#### BRIEF A
Answer these questions from the Boston Marathon article, one per line:
(i) On what date was the race first slated to take place?
(ii) To which body was Walsh's letter addressed?
(iii) About how many spectators does the Marathon draw, according to Walsh?
#### BRIEF B
For each statement, say yes or no according to the Boston Marathon article, and quote the words that decide it:
(i) The act that would officially postpone the race was filed by Gov. Charlie Baker.
(ii) The race finishes in Hopkinton.
(iii) The race was postponed in April.
#### BRIEF C
Extend the Boston Marathon article with a few more sentences, picking up after its last paragraph.
*** DOCUMENT SECTION Section Begins ***
BOSTON (WHDH) - Mayor Martin J. Walsh is pushing to make the 124th running of the Boston Marathon a legal holiday in Massachusetts. The race was postponed in March due to coronavirus concerns. Those concerns have since evolved into a pandemic.

The historic 26.2-mile race from Hopkinton to Copley Square — initially slated to take place on Monday, April 20 — was rescheduled to Sept. 14 in an effort to safeguard against the coronavirus outbreak.

In a letter addressed to the state’s Joint Committee on the Judiciary, Walsh backed an act filed by Gov. Charlie Baker that would officially postpone the race and make the 124th running of the Boston Marathon a legal holiday.

“The Boston Marathon brings approximately 30,000 runners from across the Globe to Massachusetts, where they begin their trek from Hopkinton, all the way to turning their last left on Boylston and heading for the finish line in Copley Square in Boston’s Back Bay,” Walsh wrote. “The Marathon draws approximately one million spectators lining the route and cheering on runners. By postponing the Marathon, we can ensure that athletes can run and spectators can celebrate safely, maintaining the enthusiasm, energy, and charitable giving that make our race so special.”
*** DOCUMENT SECTION Section Ends ***
*** RECORDS SHOWN Section Begins ***
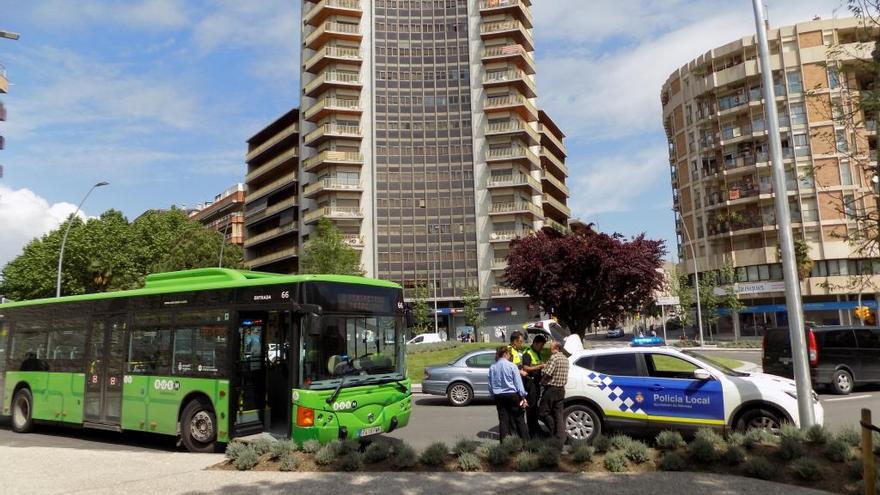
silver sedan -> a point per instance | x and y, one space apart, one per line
461 380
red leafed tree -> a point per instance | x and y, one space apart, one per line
586 277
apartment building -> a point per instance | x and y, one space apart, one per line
225 214
421 139
713 113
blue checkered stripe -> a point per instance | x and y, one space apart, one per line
618 398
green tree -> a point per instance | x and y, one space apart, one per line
421 312
471 311
327 252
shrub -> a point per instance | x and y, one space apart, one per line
616 462
434 454
377 452
582 453
734 455
759 467
637 452
289 462
496 455
710 436
327 454
525 462
669 440
548 456
311 446
806 469
512 444
817 434
234 449
465 446
247 459
791 448
468 461
703 451
404 457
849 435
601 443
672 461
838 450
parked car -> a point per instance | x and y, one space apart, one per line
840 357
426 338
462 380
645 390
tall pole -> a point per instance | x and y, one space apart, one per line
66 233
687 240
789 269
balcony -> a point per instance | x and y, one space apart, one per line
326 158
282 159
334 213
510 28
562 209
516 208
330 184
271 258
331 54
332 105
512 154
513 180
513 103
326 8
273 186
270 234
515 54
290 130
332 30
511 77
327 131
332 79
517 128
549 160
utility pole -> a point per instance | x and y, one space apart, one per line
783 219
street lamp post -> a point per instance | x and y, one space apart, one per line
67 232
687 240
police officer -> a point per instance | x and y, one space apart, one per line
532 365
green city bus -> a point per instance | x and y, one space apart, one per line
212 354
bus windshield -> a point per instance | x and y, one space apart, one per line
357 349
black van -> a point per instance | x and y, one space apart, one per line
840 357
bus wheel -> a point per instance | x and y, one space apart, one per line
23 411
199 427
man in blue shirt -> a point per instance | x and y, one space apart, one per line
506 387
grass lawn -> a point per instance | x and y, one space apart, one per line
417 361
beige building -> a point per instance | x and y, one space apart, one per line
421 139
713 113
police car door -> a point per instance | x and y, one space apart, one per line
674 397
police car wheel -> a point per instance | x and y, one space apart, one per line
842 382
460 394
582 424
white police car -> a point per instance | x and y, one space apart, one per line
647 389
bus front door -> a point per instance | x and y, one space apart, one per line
105 357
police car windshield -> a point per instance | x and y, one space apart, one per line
715 364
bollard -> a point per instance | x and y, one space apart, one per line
868 453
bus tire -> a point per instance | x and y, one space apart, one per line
198 427
23 411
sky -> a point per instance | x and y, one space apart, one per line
157 97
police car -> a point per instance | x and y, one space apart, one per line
649 389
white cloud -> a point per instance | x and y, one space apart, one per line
24 216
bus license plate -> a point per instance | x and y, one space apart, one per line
365 432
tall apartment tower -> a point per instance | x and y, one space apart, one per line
421 139
713 111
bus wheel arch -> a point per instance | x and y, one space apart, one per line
197 422
22 410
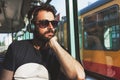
*** RECORDS SHOWN Section Ends ***
#### EXERCISE RESULT A
(i) Monday, April 20
(ii) The state's Joint Committee on the Judiciary
(iii) Approximately one million

#### EXERCISE RESULT B
(i) Yes: "an act filed by Gov. Charlie Baker that would officially postpone the race"
(ii) No: "from Hopkinton to Copley Square"
(iii) No: "The race was postponed in March"

#### EXERCISE RESULT C
Walsh continued, “Each year the Marathon generates roughly $211 million towards the city’s economy, boosting revenue in the food and beverage industry, hospitality and tourism, and arts and culture across the region. By moving the date to September 14, we will continue the prestige of this event as well as preserving the economic importance to our local economy. Our small and local businesses will need this revenue now more than ever, as we recover from economic disruption. I respectfully request your support of this bill and thank you for your thoughtful consideration of the matter.”

During a news conference in March, Walsh urged the public not to run along the route on April 20, stressing that roads will be open but that emergency crews will not be readily available because they will be tied up with combatting the coronavirus.

Baker also thanked the public and registered marathon participants for their patience as the state learns to cope with the coronavirus and all of the challenges and uncertainty it has brought with it.